- WHAT TO DO
Send back the records in full, character for character.

- INFORMATION PROVIDED
··········
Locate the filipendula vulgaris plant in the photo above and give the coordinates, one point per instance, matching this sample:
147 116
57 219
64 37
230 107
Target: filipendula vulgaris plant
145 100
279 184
··········
- ANSWER FOR THIS EXERCISE
Locate the filipendula vulgaris plant in the photo above and give the coordinates, one point per instance, matching this sample:
147 116
57 219
64 37
230 107
Target: filipendula vulgaris plant
145 100
279 184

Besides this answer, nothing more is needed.